+++ Task inputs

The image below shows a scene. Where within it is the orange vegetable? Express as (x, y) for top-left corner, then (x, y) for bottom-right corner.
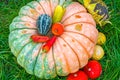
(52, 23), (64, 36)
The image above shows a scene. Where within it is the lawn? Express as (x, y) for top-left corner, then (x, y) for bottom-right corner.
(0, 0), (120, 80)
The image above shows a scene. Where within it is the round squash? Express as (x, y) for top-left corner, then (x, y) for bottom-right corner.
(9, 0), (98, 79)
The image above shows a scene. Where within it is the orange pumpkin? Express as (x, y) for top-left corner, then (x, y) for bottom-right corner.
(9, 0), (98, 79)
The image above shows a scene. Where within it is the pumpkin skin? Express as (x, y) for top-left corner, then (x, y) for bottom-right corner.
(9, 0), (98, 79)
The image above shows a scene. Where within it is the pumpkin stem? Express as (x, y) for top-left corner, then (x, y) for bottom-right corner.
(52, 23), (64, 36)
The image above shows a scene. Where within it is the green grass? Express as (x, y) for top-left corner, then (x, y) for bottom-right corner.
(0, 0), (120, 80)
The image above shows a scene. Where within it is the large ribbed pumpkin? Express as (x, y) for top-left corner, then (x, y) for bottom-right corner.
(9, 0), (98, 79)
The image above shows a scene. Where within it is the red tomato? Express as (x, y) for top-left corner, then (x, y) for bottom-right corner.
(83, 60), (102, 79)
(67, 71), (88, 80)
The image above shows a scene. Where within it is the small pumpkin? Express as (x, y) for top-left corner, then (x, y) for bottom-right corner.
(77, 0), (111, 26)
(97, 32), (106, 45)
(9, 0), (98, 79)
(92, 45), (105, 60)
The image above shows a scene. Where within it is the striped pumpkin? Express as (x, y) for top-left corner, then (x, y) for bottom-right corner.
(9, 0), (98, 79)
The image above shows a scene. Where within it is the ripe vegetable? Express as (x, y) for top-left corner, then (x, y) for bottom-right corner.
(52, 23), (64, 36)
(78, 0), (111, 26)
(53, 5), (65, 23)
(67, 70), (88, 80)
(92, 45), (105, 60)
(42, 36), (57, 53)
(31, 35), (49, 43)
(83, 60), (102, 79)
(97, 32), (106, 45)
(9, 0), (98, 80)
(37, 14), (52, 35)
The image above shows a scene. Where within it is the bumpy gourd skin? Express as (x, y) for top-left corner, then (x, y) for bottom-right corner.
(9, 0), (98, 79)
(78, 0), (111, 26)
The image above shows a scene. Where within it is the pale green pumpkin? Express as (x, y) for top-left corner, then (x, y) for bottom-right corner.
(9, 0), (98, 79)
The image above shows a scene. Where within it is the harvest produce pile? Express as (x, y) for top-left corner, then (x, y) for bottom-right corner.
(1, 0), (119, 80)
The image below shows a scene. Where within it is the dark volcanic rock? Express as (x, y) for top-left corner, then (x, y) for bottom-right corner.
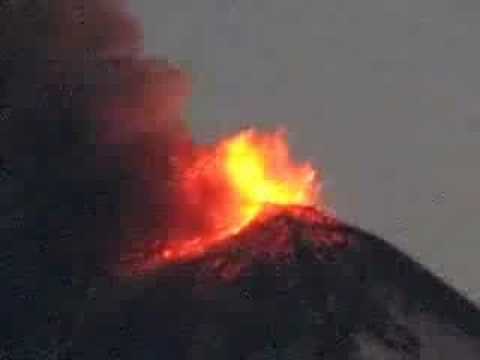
(64, 210), (480, 360)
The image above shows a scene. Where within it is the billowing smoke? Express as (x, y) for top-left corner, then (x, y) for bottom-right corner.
(0, 0), (193, 272)
(0, 0), (196, 343)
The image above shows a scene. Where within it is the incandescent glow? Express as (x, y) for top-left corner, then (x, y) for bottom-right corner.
(129, 129), (319, 267)
(221, 130), (315, 232)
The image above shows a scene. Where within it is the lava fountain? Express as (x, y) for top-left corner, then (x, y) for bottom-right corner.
(127, 129), (322, 269)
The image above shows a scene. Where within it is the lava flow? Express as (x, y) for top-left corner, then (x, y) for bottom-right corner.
(132, 129), (319, 268)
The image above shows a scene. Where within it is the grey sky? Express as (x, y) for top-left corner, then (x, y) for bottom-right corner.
(126, 0), (480, 296)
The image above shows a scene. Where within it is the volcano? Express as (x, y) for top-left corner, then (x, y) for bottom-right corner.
(61, 208), (480, 360)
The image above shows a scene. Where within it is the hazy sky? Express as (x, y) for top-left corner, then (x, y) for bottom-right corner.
(130, 0), (480, 298)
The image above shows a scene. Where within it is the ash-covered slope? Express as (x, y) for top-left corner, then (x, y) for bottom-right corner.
(70, 208), (480, 360)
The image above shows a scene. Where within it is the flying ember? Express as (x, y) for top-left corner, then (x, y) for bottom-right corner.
(131, 129), (319, 267)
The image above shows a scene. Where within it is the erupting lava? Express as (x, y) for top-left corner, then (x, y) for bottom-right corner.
(133, 129), (319, 267)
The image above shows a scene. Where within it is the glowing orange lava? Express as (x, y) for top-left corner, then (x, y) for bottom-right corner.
(135, 129), (319, 272)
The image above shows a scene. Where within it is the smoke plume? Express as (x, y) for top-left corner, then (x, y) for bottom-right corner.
(0, 0), (197, 343)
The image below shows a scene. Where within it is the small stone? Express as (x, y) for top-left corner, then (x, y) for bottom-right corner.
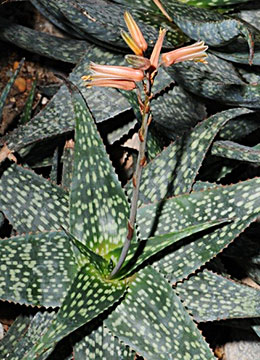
(14, 77), (27, 92)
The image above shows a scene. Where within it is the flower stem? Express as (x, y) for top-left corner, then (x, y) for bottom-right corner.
(109, 79), (151, 279)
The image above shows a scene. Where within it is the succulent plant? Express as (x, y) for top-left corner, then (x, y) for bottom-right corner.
(0, 0), (260, 360)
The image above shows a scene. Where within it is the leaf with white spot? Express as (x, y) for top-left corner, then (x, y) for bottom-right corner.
(171, 0), (251, 8)
(105, 267), (214, 360)
(0, 311), (56, 360)
(138, 178), (260, 282)
(160, 0), (254, 52)
(211, 140), (260, 163)
(176, 270), (260, 322)
(0, 17), (88, 64)
(73, 324), (135, 360)
(70, 91), (132, 256)
(0, 59), (24, 124)
(23, 265), (126, 360)
(128, 108), (251, 204)
(0, 315), (32, 357)
(0, 164), (69, 233)
(167, 54), (260, 109)
(2, 47), (130, 151)
(0, 232), (77, 307)
(153, 214), (259, 283)
(218, 112), (260, 141)
(151, 86), (207, 140)
(114, 219), (227, 278)
(137, 178), (260, 239)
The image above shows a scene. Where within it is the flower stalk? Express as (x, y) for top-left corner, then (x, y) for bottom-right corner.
(82, 9), (208, 279)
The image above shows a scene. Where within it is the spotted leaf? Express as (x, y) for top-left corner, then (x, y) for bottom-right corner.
(62, 142), (74, 189)
(0, 57), (24, 120)
(0, 311), (56, 360)
(32, 0), (157, 51)
(2, 47), (131, 151)
(73, 324), (135, 360)
(167, 54), (260, 109)
(218, 112), (260, 141)
(151, 86), (206, 140)
(114, 219), (226, 277)
(173, 0), (254, 8)
(105, 267), (214, 360)
(0, 17), (88, 64)
(0, 165), (69, 233)
(138, 178), (260, 282)
(24, 265), (125, 360)
(158, 0), (254, 54)
(211, 140), (260, 163)
(153, 214), (259, 283)
(137, 178), (260, 239)
(70, 88), (129, 255)
(176, 270), (260, 322)
(0, 232), (77, 307)
(19, 79), (37, 124)
(0, 315), (32, 357)
(128, 109), (250, 204)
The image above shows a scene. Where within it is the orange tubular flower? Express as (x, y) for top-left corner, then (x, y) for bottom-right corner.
(82, 63), (144, 90)
(150, 29), (166, 69)
(125, 55), (151, 70)
(121, 11), (148, 55)
(162, 41), (208, 67)
(89, 63), (144, 81)
(82, 76), (136, 91)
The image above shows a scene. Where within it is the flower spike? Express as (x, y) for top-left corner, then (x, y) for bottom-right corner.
(82, 63), (144, 91)
(162, 41), (208, 67)
(89, 63), (144, 81)
(121, 31), (143, 56)
(150, 29), (166, 69)
(123, 11), (148, 55)
(125, 55), (151, 71)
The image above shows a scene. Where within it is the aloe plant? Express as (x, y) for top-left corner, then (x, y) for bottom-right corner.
(0, 1), (260, 360)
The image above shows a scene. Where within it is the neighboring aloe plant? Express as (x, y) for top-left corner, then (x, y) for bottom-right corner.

++++++

### [Written instruction]
Copy out everything in the listing above from the line containing "is the ripe" down to the line containing "(37, 14), (52, 35)", keeping every character as it appears.

### [Written solution]
The image above shows a scene. Where within it is the ripe vegetable? Express as (x, y) for top-left corner, then (x, y) for bottom-right corner.
(52, 23), (64, 36)
(78, 0), (111, 26)
(53, 5), (65, 23)
(67, 70), (88, 80)
(92, 45), (105, 60)
(42, 36), (57, 53)
(31, 35), (49, 43)
(83, 60), (102, 79)
(97, 32), (106, 45)
(9, 0), (98, 80)
(37, 14), (52, 35)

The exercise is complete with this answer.